**What needs to be done:** Copy the following material word for word, line by line.

**Supplied data:**
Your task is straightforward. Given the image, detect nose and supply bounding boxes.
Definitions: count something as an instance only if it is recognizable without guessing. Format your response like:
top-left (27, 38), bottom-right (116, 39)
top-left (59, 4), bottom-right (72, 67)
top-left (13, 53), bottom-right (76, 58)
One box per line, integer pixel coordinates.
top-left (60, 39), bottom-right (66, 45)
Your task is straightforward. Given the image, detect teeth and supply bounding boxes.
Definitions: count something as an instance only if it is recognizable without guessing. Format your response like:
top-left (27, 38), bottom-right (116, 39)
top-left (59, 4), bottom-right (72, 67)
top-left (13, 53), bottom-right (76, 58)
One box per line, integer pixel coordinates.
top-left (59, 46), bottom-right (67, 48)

**Correct response:**
Your task is straightforward. Given the image, detect nose and supply bounding boxes.
Definitions: count something as an instance only if it is recognizable without guessing. Format your response like:
top-left (27, 38), bottom-right (116, 39)
top-left (59, 4), bottom-right (72, 67)
top-left (13, 53), bottom-right (76, 58)
One box per line, integer pixel coordinates.
top-left (60, 39), bottom-right (66, 45)
Your task is straightforward. Given the image, detect teeth and supply bounding boxes.
Definitions: count something as an instance only if it is recognizable without guessing. Format your response like:
top-left (27, 38), bottom-right (116, 39)
top-left (59, 4), bottom-right (72, 67)
top-left (13, 53), bottom-right (76, 58)
One box per line, integer pixel coordinates.
top-left (59, 46), bottom-right (67, 48)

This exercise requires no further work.